*** Opening PASSAGE ***
Maryland health officials yesterday cited a Calvert County nursing home for negligence and moved to revoke its license after an early morning fire killed one elderly resident and injured six others, including one strapped to a bed.

Harold Gordon, chief of the state agency that regulates nursing homes, said hospital beds blocked exits in some ground floor bedrooms of the Huntingtown Haven Nursing Home, where the fire occurred yesterday.

He and State Fire Marshal James Robertson said patients at the small nursing home, which houses seven persons ranging in age from 70 to 92 were supposed to be limited to the ground floor of the two-story home but fire officials found two residents on the top floor.

In addition, the officials said screen doors from the exits swung inside the room instead of outside as authorized.

Gordon said he could not say that these alleged violations necessarily contributed to yesterday's injuries but they "could have seriously hampered safety measures to evacuated the home."

On the top floor of the home, one male resident was found by firemen strpped to his bed, a constraint that hindered his quick and safe exit from the home, noted Gordon. "This restraint on the resident leads us to suspect that there may have been patients at the home needing ga higher level of fcare than the operators were licensed to give," Gordon commented.

Mrs. James Crooms, co-owner of the home at Huntingtown southeast of Washington with her husband, refused comment about the violations that health officials have charged. "We haven't had time to find out about any violations," she commented.

Fire officials last inspected the home April 5, 1977. Robertson said none of the violations now cited were noticed.

Such fire preventive measures as the smoke detection system that alerted fire units in the Calvert County area, did help rescue efforts, noted Robertson.
*** Closing PASSAGE ***
*** Opening INFORMATION ***
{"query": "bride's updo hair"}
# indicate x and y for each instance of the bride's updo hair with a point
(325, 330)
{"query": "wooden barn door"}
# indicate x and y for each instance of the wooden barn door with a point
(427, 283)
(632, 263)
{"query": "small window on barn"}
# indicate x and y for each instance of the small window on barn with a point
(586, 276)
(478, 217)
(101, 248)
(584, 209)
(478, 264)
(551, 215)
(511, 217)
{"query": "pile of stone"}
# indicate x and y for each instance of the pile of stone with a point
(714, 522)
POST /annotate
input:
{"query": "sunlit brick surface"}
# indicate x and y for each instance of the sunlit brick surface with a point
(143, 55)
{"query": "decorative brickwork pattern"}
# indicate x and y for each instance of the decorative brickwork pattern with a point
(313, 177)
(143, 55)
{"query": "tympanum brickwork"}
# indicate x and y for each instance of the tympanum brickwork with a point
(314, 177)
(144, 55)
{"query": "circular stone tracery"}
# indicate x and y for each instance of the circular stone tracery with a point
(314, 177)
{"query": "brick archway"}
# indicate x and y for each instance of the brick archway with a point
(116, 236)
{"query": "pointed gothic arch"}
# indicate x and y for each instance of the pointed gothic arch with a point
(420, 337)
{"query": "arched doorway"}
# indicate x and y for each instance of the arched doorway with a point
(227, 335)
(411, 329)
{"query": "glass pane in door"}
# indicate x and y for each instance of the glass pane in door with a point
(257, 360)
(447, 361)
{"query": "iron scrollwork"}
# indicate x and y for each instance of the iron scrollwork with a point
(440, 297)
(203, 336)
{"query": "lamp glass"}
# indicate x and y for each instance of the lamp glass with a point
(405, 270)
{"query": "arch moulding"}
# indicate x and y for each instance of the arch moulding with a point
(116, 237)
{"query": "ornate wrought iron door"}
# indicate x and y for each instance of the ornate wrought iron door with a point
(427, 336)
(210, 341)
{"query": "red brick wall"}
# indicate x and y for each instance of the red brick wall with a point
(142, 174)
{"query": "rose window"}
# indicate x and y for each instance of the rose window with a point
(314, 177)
*** Closing INFORMATION ***
**EXERCISE INSTRUCTIONS**
1 - In the article about the nursing home fire, when did fire officials last inspect the home?
2 - Continue the news article about the Calvert County nursing home fire from its final sentence.

**OUTPUTS IN ORDER**
1 - April 5, 1977.

2 -
The alarm brought seven fire trucks and five ambulances to the home at about 6 a.m.

Two of the elderly patients were brought out of the home by an off-duty fireman monitoring the fire dispatches in the Huntingtown area near the home.

The fire, which started in a patient's room on the east side of fthe ground floor, spread through the first floor of the mansonry and wood frame house, causing the most extensive fire damage in the room where it started.

Firemen from Huntingtown, Calvert County Fire Company, North Beach and Prince Frederick had the fire under control within 10 minutes. The remainder of the ground floor suffered smoke damage, and there was no damage to the second floor.

All seven of the elderly residents were taken to the Calvert County Memorial Hospital where Nellie M. Wiley, 74, was pronounced dead on arrival. Another woman resident was transfered to Washington Hospital Center with second and third degree burns over 50 per cent of her body.

The other five suffered minor burns and smoke inhalation, according to hospital spokesman John Frank. They were listed in fair condition.

Fire officials suspect the cause of fire was electrical, said Robertson, who added that an investigation is under way.